--- WRITTEN TASK ---
Return each entry exactly, omitting nothing.

━━━━━━━━━━

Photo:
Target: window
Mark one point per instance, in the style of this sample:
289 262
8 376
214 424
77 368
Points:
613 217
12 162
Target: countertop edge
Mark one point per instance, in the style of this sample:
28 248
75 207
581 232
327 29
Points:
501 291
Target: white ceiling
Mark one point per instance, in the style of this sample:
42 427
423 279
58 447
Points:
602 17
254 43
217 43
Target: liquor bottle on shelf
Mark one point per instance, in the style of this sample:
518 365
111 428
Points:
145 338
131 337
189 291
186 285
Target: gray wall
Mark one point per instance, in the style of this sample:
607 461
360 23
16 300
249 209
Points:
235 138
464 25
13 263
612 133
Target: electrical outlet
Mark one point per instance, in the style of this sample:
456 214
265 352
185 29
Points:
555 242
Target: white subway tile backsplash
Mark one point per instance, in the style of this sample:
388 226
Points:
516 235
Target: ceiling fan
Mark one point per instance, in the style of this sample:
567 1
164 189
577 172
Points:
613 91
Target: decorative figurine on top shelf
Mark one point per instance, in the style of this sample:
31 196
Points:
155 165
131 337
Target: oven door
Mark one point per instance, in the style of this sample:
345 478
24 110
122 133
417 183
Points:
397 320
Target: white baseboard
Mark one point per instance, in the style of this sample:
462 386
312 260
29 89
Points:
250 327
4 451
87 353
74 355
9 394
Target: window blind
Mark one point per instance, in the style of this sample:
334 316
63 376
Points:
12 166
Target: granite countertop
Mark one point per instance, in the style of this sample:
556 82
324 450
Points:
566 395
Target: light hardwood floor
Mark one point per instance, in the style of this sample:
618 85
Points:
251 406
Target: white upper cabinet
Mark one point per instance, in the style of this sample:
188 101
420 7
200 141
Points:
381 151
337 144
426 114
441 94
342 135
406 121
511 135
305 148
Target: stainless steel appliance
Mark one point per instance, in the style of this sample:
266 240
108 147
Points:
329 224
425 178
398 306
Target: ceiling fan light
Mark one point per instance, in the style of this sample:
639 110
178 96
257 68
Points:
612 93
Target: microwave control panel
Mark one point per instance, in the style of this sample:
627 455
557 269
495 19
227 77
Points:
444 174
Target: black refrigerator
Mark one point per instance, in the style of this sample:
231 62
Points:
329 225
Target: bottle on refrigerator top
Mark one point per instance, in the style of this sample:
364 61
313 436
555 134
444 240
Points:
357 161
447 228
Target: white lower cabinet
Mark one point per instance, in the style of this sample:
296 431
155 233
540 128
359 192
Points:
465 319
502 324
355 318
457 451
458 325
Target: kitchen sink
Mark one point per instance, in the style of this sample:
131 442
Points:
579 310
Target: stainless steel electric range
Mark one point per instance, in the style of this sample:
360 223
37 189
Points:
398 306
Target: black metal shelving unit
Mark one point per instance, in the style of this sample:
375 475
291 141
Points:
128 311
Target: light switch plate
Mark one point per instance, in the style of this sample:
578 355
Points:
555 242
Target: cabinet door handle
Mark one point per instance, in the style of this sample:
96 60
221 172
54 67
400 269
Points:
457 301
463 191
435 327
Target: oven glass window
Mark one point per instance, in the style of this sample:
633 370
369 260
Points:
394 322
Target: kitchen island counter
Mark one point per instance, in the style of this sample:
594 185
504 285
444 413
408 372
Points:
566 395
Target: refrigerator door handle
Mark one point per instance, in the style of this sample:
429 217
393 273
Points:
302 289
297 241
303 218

━━━━━━━━━━

--- TASK OUTPUT ---
Photo:
Target: window
Mark one point per instance, in the style of this sample:
289 262
8 376
214 424
77 368
Points:
613 217
12 162
Target: countertop edge
Mark one point per instance, in the style of this sample:
28 248
75 207
581 232
327 29
Points:
501 291
Target: white ceiling
Mark one point per instance, in the style of this sample:
42 427
423 279
58 447
Points:
602 17
254 43
217 43
Target: liquor bottle on shelf
Mark one point per instance, in the style of this sample:
518 365
111 428
Points:
145 338
131 337
189 291
186 285
Target: gray wall
Mark one point per instance, in the style of this sample:
607 461
360 23
16 300
249 209
Points:
235 138
464 25
13 263
612 133
Target: electrical outlet
Mark one point per instance, in the style of this sample:
456 214
265 352
185 29
Points:
555 242
Target: white subway tile backsplash
Mark one point per instance, in the style of this sample:
388 226
Points:
516 235
Target: ceiling fan
Mark one point per instance, in the style of this sample:
567 1
164 189
577 172
Points:
613 91
Target: decorative figurine on top shelf
Mark one point per instance, in the style of this sample:
31 196
Points:
155 165
131 337
Target: oven door
Mark one point per instance, in the style of this sample:
345 478
24 110
122 133
417 183
Points:
397 320
Target: white baseboard
Mark one point per instance, in the style of this sample:
462 386
312 260
29 89
Points:
250 327
4 451
87 353
74 355
9 394
Target: window blind
Mark one point per instance, in the style of this sample:
334 316
63 376
Points:
12 166
Target: granite countertop
Mark one point per instance, in the style of this sample:
556 82
324 450
Points:
566 395
Target: light hardwood floor
Mark one point per instance, in the style of this sample:
618 85
Points:
251 406
Target: white upper cabinet
Mark one point per instance, in the style of this sample:
188 101
420 7
200 141
Points:
381 151
337 144
426 114
441 94
342 135
406 121
511 135
305 148
Target: stainless steel appliance
Mark one point per instance, in the style of this sample:
266 240
108 147
Points:
329 224
425 178
398 306
Target: ceiling fan light
Mark one point per instance, in the style of this sample:
639 110
178 96
257 68
Points:
612 93
Target: microwave control panel
Mark one point per instance, in the style of this sample:
627 455
557 269
495 19
227 77
Points:
444 174
Target: black refrigerator
Mark one point per instance, in the style of this sample:
231 62
Points:
329 225
Target: bottle on refrigerator top
Mark one point per instance, in the style of this sample:
364 61
313 436
555 134
444 240
Points:
357 161
447 228
Target: white lower cabinet
Mark one point per instance, in the style of this sample:
296 431
155 233
540 128
359 192
Points:
465 319
502 324
355 318
457 451
458 325
Target: kitchen sink
Mark one point per instance, in the style of this sample:
131 442
Points:
579 310
Target: stainless steel electric range
Mark one point per instance, in the style of this sample:
360 223
37 189
Points:
398 306
Target: black metal shelving unit
Mark one point per instance, in the style of this sample:
375 475
291 141
Points:
128 311
Target: light switch plate
Mark one point per instance, in the style of this sample:
578 355
Points:
555 242
Target: cabinet door handle
Mark one point per instance, in the style of this sample:
96 60
221 172
54 67
400 269
Points:
457 301
463 191
435 327
Target: oven glass window
Mark one point per instance, in the style of this sample:
633 370
369 260
Points:
394 322
Target: kitchen island counter
Mark one point per instance, in the style of this sample:
594 185
504 285
444 413
408 372
Points:
566 395
Target: refrigerator door handle
Mark one point per instance, in the style of this sample:
429 217
393 273
Points:
302 289
297 241
303 218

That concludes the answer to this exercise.